→ **What you should do**:
Reproduce the whole of the records exactly, and make sure no picture is carried into the result.
#### Provided records ####
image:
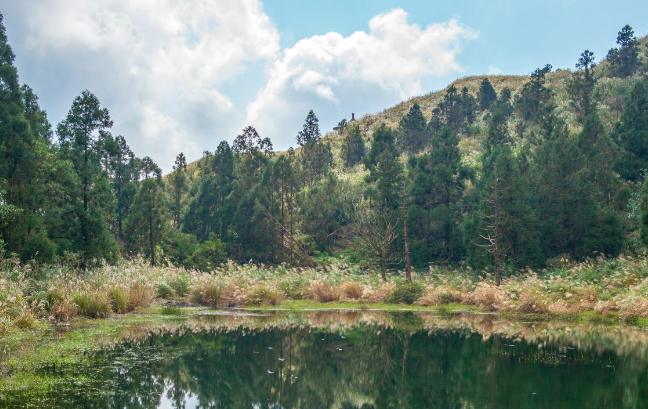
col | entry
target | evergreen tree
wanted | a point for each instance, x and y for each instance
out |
(632, 133)
(601, 153)
(487, 94)
(210, 210)
(78, 137)
(316, 155)
(385, 169)
(26, 164)
(534, 98)
(438, 184)
(412, 134)
(178, 182)
(145, 224)
(581, 86)
(624, 59)
(353, 147)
####
→ **Output of the exercise**:
image:
col | entry
target | evergreen tree
wanted | a point for each instance, x and y for each instance
out |
(632, 133)
(601, 153)
(487, 94)
(210, 210)
(78, 137)
(316, 155)
(385, 169)
(26, 164)
(534, 98)
(438, 184)
(412, 134)
(178, 182)
(145, 224)
(581, 86)
(624, 59)
(353, 147)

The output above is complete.